:: Exercise instructions ::
Convert every line of the data below into a numbered list, leaving out any blank lines.

Source data
-- start --

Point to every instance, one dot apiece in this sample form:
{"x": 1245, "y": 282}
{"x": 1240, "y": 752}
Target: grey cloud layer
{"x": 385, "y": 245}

-- end --

:: Solution to this problem ::
1. Point to every instance, one dot apiece in this sample form:
2. {"x": 1245, "y": 282}
3. {"x": 1240, "y": 752}
4. Target: grey cloud layer
5. {"x": 385, "y": 245}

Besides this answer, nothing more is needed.